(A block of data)
====================

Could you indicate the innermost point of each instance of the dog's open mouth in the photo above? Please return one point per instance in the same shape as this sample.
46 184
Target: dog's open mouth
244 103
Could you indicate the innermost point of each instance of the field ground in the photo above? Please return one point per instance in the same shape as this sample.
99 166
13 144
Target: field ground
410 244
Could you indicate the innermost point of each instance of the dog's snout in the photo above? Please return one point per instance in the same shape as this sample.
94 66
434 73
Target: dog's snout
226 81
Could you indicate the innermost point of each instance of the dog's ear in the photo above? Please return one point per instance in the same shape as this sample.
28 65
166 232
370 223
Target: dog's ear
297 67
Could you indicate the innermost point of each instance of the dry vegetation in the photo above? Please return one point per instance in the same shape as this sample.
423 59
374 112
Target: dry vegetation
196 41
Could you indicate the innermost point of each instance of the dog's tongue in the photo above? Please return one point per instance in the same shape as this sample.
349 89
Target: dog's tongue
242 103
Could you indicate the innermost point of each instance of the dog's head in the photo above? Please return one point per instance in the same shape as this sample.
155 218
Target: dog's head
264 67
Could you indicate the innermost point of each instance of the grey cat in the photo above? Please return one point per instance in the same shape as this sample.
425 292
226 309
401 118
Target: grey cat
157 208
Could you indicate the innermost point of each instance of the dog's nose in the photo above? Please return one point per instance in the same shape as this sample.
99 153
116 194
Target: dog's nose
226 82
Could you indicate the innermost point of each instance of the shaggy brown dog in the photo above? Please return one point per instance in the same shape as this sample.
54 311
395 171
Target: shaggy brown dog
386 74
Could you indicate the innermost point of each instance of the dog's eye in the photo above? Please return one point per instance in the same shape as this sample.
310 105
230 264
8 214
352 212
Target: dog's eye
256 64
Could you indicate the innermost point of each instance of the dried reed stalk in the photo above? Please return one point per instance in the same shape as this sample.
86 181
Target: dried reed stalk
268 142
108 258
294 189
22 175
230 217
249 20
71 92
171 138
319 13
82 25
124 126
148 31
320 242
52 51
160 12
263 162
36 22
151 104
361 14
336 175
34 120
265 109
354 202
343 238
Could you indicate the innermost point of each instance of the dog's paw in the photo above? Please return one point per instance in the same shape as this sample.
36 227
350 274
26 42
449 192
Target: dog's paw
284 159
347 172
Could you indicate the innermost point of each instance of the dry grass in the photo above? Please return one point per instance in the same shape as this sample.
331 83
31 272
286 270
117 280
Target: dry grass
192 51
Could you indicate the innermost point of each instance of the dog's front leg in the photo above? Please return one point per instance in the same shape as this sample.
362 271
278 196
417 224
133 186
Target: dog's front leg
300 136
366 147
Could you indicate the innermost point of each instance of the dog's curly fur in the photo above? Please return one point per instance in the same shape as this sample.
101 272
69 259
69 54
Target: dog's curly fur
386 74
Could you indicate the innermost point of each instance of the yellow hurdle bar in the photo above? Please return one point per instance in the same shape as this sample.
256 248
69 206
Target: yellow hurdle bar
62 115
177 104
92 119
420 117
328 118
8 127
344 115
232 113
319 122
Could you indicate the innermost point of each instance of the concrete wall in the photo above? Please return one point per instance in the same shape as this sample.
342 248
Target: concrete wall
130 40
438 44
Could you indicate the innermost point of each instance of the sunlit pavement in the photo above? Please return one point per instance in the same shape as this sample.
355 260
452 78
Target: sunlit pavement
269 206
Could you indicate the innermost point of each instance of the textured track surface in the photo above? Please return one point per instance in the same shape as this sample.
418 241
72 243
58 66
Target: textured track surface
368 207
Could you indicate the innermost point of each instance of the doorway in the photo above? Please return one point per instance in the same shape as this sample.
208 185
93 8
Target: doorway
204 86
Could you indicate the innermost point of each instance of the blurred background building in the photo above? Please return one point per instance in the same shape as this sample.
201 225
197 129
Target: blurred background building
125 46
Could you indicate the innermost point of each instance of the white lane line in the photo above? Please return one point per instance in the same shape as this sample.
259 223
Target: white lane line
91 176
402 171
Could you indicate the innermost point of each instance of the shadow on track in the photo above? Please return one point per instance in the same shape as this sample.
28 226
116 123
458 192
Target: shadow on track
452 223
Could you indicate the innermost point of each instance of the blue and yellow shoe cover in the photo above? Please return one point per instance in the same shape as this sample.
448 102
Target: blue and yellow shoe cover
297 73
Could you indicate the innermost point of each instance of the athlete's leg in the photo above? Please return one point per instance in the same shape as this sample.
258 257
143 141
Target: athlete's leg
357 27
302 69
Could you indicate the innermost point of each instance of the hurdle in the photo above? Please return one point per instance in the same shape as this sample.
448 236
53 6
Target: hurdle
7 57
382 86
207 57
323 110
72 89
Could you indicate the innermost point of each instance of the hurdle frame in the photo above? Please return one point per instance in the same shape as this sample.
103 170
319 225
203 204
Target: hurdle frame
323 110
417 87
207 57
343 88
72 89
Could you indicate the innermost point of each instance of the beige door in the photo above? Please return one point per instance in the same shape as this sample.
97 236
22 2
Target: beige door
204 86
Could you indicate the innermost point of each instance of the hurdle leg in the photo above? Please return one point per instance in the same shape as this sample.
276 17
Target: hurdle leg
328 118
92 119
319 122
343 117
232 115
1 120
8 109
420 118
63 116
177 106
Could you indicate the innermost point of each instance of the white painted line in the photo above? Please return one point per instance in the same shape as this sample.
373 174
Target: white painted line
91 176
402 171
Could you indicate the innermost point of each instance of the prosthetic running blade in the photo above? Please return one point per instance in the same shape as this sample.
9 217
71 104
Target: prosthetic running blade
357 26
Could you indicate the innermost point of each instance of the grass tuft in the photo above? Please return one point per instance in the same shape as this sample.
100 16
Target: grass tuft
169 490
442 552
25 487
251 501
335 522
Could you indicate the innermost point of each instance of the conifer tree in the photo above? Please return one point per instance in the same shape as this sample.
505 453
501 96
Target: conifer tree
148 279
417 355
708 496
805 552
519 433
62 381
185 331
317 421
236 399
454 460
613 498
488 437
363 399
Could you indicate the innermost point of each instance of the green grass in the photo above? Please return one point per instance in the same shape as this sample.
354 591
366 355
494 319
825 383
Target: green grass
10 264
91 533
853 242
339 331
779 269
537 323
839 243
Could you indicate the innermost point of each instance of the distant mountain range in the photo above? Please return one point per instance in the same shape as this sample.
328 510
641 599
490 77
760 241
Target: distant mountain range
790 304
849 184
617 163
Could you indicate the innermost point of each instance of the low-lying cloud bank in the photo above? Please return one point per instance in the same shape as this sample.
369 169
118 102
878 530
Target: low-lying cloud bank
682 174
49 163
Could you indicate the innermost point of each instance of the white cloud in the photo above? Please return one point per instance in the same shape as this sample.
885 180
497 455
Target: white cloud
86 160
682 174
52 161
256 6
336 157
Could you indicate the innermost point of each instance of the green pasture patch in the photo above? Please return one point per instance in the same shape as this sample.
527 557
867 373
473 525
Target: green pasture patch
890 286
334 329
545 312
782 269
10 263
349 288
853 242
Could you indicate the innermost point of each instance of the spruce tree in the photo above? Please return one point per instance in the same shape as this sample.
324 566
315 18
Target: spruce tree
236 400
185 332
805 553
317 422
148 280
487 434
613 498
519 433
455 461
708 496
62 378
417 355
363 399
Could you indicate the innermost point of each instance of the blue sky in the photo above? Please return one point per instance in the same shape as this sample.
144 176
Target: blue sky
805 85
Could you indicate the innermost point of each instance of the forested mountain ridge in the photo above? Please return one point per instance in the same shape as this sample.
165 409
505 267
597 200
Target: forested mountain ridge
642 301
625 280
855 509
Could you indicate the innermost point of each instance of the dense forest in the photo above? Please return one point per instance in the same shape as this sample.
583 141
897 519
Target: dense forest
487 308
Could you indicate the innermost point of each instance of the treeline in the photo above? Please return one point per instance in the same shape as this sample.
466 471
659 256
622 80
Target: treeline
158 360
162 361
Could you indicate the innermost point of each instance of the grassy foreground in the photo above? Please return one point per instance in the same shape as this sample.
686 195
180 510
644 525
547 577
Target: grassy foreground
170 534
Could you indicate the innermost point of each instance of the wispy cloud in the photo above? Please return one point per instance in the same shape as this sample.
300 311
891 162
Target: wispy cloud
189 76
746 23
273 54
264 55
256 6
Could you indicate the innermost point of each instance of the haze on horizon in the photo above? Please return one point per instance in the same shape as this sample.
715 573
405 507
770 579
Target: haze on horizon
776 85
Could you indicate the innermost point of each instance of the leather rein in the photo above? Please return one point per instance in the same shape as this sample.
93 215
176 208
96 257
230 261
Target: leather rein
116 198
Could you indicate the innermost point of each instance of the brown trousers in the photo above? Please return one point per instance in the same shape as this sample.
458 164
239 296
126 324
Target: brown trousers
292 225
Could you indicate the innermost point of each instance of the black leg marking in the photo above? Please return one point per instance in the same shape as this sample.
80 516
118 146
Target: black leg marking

====================

→ **Problem**:
Copy exactly the lines of the listing above, beginning at the line with "of the brown" and ending at its final line; write out nothing else.

→ **Response**:
Could you indicate the innermost point of each instance of the brown trousers in the photo above? Please return one point per instance in the same shape as this sample.
458 164
239 296
126 324
Target: brown trousers
292 225
Could you indicate the innermost point of each instance of the black leg marking in the photo above? Please return one point per instance in the same shape as this sample.
80 516
118 146
Target: black leg marking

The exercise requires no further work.